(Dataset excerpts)
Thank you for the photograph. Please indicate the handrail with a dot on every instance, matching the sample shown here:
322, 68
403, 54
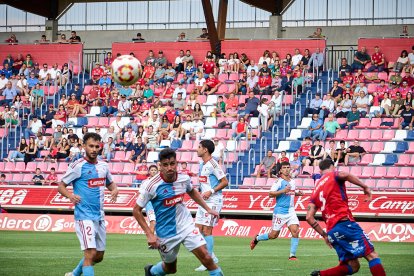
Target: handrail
298, 111
284, 125
308, 97
261, 146
275, 135
250, 159
237, 172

• **Exercise objective**:
Reproduce all entries above exactly, minus the images.

• **Solved problem**:
Thank you for the photograph. Please indicate the handrail with a dot on every instance, matching the sample shown here:
322, 68
403, 54
Target: handrail
298, 111
284, 125
308, 97
261, 146
275, 135
250, 159
237, 172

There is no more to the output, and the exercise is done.